From the code review page on build logs, return the stretch from "C:\Windows\system32\cmd.exe /C cd" through "machine into Phabricator.", copied word for word.

EXCERPT PROVIDED –
— Start —

Implemented support for build logs
ClosedPublic
Actions

Authored by hach-que on Nov 7 2013, 11:53 AM.

Details

Reviewers

epriestley

Group Reviewers

Blessed Reviewers

Maniphest Tasks

T1049: Implement Harbormaster

Commits

Restricted Diffusion Commit
rP0ac1be709434: Implemented support for build logs

Summary

Depends on D7519.

This implements support for build logs in Harbormaster. This includes support for appending to a log from the "Run Remote Command" build step.

It also adds the ability to cancel builds.

Currently the build view page doesn't update the logs live; I'm sure this can be achieved with Javelin, but I don't have enough experience with Javelin to actually make it poll from updates to content in the background.

{F79151}

{F79153}

{F79150}

{F79152}

Test Plan

Tested this by setting up SSH on a Windows machine and using a Remote Command configured with:

C:\Windows\system32\cmd.exe /C cd C:\Build && mkdir Build_${timestamp} && cd Build_${timestamp} && git clone --recursive https://github.com/hach-que/Tychaia.git && cd Tychaia && Protobuild.exe && C:\Windows\Microsoft.NET\Framework\v4.0.30319\MSBuild.exe Tychaia.Windows.sln

and observed the output of the build stream from the Windows machine into Phabricator.

— End —

Excerpts of location labeling data
— Start —

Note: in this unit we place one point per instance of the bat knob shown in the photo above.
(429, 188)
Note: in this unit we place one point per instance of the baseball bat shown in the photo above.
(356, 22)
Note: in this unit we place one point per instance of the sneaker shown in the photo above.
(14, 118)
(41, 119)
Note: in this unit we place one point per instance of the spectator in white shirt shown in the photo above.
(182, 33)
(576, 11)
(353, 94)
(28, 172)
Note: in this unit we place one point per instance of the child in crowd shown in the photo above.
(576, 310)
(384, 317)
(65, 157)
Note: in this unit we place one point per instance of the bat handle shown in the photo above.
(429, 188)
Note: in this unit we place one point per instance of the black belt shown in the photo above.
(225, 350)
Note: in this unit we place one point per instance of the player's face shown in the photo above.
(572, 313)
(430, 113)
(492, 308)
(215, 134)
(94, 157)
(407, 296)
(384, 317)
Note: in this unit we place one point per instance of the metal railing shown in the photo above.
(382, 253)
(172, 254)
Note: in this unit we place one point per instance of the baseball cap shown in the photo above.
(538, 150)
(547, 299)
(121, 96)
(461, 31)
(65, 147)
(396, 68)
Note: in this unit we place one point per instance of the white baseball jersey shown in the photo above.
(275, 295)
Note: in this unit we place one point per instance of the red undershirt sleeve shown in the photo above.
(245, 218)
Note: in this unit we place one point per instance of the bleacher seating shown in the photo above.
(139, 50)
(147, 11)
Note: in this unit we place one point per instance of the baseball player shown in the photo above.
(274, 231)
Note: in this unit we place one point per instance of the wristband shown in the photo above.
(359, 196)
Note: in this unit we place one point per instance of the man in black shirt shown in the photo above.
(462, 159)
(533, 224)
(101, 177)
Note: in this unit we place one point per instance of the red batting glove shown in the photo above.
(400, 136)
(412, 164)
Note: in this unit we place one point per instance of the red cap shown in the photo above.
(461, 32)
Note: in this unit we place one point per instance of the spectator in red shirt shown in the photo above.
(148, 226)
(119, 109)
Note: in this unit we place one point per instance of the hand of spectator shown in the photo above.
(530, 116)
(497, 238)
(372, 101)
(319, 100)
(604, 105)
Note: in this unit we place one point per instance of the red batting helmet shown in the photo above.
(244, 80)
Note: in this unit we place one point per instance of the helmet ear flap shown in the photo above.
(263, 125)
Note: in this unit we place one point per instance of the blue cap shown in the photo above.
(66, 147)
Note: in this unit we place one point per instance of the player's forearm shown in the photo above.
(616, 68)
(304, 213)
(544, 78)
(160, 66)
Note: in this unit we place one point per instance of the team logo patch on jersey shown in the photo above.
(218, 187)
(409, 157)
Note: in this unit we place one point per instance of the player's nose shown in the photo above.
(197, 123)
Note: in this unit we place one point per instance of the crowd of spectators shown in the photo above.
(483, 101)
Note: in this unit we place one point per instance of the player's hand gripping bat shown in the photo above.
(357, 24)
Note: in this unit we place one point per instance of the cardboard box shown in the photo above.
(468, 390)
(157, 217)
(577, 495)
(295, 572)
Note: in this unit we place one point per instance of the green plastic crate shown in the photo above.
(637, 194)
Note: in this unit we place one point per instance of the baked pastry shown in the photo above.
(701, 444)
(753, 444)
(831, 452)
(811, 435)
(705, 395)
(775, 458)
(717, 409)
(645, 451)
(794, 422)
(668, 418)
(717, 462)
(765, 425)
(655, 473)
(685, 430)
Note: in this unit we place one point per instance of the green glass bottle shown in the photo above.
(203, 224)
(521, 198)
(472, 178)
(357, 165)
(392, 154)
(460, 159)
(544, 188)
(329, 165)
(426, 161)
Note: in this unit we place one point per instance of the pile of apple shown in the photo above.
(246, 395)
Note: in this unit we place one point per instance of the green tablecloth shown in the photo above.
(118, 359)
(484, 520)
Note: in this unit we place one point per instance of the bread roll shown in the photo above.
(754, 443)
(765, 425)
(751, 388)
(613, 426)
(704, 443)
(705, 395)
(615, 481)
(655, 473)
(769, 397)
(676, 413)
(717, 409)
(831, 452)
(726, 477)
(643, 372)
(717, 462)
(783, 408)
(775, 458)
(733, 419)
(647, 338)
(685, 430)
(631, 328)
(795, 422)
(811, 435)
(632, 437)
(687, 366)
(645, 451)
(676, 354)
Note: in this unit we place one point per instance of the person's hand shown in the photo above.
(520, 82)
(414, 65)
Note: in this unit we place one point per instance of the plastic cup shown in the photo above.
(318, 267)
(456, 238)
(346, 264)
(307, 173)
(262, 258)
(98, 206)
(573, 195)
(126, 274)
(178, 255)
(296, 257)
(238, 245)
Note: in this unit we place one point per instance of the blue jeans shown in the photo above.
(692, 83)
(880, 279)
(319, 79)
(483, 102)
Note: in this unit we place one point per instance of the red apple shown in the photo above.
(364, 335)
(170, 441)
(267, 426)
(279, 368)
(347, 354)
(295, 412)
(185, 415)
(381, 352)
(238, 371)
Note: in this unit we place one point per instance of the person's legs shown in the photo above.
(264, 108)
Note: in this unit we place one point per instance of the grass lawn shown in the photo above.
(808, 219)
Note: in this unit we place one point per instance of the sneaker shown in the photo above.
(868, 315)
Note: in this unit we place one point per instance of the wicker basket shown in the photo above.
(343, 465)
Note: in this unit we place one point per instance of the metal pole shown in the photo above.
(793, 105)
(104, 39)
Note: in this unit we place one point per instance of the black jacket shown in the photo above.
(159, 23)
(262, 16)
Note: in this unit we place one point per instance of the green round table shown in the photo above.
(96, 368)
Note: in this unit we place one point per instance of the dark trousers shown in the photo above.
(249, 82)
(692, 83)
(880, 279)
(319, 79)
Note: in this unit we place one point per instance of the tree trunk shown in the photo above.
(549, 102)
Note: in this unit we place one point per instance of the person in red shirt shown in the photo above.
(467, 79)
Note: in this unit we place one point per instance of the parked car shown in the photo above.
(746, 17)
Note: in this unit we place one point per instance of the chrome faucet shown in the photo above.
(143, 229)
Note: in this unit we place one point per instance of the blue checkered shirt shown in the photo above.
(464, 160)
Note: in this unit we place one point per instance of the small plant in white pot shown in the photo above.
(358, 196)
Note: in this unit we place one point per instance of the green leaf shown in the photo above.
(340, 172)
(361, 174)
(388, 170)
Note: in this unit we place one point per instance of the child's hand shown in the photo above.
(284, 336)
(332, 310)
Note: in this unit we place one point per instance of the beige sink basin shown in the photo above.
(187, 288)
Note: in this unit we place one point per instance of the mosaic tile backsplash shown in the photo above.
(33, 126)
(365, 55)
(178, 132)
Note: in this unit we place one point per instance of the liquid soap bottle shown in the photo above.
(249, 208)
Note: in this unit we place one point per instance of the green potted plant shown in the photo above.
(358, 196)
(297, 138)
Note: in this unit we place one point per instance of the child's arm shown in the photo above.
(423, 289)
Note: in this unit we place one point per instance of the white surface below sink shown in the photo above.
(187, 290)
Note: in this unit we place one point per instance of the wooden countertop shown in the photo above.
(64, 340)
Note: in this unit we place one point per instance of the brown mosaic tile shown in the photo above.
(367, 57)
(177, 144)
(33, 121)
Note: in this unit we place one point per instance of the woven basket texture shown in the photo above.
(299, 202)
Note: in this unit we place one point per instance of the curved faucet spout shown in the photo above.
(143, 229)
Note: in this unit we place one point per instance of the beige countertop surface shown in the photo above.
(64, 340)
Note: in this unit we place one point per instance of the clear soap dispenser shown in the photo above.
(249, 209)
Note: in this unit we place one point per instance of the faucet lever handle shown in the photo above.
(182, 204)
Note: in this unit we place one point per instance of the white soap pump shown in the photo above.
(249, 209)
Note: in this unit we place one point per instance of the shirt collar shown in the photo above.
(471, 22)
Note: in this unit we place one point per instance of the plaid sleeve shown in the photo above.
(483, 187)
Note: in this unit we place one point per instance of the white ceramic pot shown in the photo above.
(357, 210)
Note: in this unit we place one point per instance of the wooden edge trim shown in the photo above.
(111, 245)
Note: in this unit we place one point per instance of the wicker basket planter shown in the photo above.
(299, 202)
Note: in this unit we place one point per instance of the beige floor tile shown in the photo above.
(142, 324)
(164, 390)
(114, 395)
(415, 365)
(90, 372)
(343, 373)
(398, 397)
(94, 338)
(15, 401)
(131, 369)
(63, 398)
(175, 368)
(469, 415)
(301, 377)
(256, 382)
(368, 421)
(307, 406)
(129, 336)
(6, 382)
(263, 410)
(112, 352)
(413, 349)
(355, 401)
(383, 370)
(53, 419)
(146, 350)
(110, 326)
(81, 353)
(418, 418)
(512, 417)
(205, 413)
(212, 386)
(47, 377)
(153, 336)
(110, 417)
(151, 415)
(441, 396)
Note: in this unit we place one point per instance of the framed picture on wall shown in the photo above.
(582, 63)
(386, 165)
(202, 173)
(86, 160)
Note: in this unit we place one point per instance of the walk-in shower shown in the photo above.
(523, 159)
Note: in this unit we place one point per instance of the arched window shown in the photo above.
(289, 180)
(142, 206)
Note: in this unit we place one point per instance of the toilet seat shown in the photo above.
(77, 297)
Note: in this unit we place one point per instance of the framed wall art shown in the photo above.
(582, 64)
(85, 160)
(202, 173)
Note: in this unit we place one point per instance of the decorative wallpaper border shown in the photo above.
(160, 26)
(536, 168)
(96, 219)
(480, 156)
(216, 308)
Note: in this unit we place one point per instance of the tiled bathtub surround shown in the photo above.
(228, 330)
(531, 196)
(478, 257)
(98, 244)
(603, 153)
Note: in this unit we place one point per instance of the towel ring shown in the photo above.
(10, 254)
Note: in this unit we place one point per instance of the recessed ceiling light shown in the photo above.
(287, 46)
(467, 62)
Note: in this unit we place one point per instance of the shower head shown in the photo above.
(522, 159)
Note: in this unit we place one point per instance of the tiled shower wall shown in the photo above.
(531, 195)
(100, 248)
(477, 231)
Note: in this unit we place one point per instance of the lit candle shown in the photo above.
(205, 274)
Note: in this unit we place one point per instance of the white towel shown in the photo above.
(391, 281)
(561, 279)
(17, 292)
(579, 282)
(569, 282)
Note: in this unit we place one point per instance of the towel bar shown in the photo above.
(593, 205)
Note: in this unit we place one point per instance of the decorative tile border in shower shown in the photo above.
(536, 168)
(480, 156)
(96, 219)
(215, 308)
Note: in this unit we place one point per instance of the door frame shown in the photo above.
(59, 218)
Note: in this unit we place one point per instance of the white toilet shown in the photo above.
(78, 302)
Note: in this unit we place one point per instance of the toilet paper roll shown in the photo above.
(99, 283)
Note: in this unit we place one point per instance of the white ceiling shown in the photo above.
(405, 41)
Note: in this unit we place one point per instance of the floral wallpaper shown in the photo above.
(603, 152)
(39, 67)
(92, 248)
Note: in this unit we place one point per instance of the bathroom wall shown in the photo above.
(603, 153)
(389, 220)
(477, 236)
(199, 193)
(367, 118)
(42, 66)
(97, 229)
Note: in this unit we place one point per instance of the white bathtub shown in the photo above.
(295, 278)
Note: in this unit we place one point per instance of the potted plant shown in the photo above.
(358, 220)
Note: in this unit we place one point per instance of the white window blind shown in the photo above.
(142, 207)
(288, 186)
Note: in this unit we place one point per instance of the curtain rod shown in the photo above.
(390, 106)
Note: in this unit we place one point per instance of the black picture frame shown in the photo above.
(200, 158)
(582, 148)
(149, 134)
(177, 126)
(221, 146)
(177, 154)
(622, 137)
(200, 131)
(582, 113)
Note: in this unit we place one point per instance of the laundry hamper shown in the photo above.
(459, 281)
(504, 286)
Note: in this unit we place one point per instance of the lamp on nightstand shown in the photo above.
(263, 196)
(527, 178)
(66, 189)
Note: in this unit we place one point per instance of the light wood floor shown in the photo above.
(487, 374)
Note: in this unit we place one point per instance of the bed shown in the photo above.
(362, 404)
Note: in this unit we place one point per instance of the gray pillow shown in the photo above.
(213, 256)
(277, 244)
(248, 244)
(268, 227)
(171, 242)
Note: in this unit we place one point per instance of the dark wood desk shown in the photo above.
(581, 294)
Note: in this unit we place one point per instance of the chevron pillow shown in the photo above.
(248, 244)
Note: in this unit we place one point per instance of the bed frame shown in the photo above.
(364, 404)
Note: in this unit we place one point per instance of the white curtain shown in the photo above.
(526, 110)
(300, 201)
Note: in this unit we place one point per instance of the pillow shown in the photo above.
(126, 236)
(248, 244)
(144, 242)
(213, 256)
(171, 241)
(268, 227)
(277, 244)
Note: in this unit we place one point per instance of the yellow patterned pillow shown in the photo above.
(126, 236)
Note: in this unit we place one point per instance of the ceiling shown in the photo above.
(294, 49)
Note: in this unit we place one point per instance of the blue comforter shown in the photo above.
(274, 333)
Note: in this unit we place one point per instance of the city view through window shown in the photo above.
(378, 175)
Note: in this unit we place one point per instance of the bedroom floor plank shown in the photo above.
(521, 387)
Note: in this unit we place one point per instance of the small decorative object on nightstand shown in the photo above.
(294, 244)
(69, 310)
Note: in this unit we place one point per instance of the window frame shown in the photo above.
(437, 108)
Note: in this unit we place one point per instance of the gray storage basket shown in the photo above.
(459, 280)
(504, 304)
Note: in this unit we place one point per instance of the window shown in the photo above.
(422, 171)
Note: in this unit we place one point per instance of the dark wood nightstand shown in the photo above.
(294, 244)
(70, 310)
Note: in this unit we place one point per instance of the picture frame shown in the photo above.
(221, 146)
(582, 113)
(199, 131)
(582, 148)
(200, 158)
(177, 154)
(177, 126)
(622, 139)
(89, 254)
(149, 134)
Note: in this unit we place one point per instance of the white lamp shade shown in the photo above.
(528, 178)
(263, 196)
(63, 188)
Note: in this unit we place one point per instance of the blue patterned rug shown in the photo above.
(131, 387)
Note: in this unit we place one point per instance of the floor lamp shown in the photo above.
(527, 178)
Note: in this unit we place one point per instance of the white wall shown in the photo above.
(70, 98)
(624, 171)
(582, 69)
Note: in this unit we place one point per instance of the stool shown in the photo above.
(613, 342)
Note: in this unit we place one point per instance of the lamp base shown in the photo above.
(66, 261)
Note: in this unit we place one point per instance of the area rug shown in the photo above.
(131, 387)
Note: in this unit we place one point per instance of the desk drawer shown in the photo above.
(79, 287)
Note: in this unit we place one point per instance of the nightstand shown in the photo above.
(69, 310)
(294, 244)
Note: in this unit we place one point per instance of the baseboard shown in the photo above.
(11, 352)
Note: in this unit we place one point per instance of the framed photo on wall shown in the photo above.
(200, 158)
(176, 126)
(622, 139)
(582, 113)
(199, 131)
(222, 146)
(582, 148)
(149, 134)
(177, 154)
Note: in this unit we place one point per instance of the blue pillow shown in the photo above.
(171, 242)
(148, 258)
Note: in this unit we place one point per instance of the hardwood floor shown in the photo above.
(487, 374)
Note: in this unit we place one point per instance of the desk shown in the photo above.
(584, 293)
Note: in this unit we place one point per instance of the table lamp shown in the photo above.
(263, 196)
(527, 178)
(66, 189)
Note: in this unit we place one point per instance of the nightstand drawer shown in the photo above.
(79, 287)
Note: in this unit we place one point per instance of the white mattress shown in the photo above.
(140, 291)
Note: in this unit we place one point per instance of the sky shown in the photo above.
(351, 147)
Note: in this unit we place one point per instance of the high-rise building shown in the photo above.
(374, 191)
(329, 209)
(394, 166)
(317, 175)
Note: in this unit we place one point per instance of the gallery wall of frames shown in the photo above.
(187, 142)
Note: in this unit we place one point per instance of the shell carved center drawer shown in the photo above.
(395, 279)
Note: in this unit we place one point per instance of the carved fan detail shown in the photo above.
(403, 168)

— End —

EXPECTED ANSWER –
C:\Windows\system32\cmd.exe /C cd C:\Build && mkdir Build_${timestamp} && cd Build_${timestamp} && git clone --recursive https://github.com/hach-que/Tychaia.git && cd Tychaia && Protobuild.exe && C:\Windows\Microsoft.NET\Framework\v4.0.30319\MSBuild.exe Tychaia.Windows.sln

and observed the output of the build stream from the Windows machine into Phabricator.